_Task description_
Each line of the entries below that holds "exact" is needed, copied in full.

START Data records

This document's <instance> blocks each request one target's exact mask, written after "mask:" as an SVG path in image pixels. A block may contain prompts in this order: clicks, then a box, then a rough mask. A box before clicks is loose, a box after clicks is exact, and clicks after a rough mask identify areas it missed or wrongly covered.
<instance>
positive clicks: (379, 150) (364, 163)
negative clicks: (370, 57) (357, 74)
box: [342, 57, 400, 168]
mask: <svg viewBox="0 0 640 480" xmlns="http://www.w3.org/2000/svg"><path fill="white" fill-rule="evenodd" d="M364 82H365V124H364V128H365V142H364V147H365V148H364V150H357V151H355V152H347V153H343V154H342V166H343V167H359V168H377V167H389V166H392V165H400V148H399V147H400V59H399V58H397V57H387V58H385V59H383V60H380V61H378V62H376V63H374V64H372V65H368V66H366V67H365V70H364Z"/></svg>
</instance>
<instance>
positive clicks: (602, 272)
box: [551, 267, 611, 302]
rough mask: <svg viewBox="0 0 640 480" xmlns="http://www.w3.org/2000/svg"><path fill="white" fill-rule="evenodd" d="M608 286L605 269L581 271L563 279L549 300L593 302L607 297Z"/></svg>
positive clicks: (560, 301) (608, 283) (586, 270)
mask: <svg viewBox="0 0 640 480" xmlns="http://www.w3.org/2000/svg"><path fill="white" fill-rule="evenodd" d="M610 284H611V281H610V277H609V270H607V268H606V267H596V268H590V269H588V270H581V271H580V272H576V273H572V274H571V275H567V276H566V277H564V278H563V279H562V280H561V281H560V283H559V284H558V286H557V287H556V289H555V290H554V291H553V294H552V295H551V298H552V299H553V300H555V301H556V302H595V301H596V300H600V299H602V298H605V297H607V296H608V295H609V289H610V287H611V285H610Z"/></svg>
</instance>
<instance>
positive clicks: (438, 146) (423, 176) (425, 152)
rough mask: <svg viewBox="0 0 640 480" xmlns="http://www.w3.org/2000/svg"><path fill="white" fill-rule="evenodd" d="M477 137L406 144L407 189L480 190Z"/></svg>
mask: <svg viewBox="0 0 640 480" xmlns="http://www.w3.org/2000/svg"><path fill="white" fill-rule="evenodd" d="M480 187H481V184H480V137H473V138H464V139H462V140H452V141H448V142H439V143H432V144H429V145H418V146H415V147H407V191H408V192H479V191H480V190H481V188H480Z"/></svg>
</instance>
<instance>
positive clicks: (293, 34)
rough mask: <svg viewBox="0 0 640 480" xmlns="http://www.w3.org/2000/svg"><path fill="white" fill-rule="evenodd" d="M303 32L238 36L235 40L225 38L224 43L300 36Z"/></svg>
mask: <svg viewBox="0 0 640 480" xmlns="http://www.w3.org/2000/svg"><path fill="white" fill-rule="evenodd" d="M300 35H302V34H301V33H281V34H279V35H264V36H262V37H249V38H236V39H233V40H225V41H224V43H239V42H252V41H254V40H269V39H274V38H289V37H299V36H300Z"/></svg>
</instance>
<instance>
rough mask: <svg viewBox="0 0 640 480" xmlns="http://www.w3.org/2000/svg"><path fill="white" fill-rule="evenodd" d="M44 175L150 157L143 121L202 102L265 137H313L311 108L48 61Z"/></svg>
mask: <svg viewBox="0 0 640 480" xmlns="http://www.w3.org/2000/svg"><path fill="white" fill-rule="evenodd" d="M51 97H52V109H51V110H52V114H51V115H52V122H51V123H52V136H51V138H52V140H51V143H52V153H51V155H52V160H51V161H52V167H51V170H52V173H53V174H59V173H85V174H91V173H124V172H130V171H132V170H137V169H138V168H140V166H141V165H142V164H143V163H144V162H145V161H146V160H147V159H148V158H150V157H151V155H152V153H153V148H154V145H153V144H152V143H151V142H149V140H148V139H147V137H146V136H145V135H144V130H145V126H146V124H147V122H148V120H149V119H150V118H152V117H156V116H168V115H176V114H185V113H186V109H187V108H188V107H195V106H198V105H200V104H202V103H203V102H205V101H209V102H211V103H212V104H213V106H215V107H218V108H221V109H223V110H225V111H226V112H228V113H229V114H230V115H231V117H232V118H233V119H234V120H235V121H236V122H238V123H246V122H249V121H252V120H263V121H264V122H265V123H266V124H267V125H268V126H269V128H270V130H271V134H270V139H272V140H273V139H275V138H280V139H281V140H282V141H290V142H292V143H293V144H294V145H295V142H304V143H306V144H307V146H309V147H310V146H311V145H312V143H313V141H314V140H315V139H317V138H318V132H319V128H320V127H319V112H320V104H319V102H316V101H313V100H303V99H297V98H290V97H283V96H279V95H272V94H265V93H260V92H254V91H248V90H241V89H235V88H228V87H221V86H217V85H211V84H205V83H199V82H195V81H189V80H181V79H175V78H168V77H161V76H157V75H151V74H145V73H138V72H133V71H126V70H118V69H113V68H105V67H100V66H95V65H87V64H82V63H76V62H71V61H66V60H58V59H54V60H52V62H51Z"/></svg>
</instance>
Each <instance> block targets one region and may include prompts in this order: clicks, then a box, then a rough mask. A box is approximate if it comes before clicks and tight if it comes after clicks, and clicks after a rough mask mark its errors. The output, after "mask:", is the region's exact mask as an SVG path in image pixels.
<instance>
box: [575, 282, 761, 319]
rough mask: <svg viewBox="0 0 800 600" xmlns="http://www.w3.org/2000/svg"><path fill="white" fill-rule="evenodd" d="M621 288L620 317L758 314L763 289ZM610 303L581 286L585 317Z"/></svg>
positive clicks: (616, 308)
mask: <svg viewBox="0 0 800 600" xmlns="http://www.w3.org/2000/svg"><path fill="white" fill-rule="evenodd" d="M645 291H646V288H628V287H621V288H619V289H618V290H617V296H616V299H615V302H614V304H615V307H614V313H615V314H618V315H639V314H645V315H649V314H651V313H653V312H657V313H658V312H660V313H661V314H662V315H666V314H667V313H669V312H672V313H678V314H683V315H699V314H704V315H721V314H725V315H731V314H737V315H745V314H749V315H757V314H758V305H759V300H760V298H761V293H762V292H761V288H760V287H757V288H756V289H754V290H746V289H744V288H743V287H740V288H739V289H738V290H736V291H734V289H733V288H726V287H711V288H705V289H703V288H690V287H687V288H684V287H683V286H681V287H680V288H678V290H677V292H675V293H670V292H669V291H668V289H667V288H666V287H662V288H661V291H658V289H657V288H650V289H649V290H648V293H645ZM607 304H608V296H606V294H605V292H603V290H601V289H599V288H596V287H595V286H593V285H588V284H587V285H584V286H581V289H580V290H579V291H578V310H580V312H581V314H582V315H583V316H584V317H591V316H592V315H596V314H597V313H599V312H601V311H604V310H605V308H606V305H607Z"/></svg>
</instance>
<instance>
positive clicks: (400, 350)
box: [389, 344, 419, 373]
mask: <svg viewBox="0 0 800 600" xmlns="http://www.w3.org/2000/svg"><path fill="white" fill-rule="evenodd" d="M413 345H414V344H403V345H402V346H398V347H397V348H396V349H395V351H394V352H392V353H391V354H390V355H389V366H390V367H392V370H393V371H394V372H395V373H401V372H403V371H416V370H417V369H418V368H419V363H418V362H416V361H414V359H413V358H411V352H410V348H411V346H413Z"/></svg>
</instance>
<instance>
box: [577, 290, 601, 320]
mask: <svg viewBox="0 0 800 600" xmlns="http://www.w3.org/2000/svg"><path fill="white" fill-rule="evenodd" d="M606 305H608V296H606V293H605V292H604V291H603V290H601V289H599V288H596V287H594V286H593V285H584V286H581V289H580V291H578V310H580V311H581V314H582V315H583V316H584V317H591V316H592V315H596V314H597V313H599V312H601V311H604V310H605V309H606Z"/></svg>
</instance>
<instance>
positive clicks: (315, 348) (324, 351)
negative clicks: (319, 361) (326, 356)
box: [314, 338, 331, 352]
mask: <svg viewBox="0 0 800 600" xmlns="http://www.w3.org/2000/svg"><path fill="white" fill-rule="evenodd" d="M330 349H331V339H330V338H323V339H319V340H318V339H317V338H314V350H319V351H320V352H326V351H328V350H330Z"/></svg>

END Data records

_Task answer_
This document's <instance> blocks each request one target's exact mask, written after "mask:" as an SVG path in image pixels. A block may contain prompts in this order: clicks, then a box, then a rough mask. A box before clicks is loose, a box after clicks is exact, and clicks after a rough mask identify areas it missed or wrongly covered.
Each <instance> block targets one region and may include prompts in this order: clicks, then a box, then a rough mask. A box is approximate if it comes before clicks and tight if it comes after clicks, and clicks after a rough mask mark its errors. The output, after "mask:", is the region's exact mask as an SVG path in image pixels.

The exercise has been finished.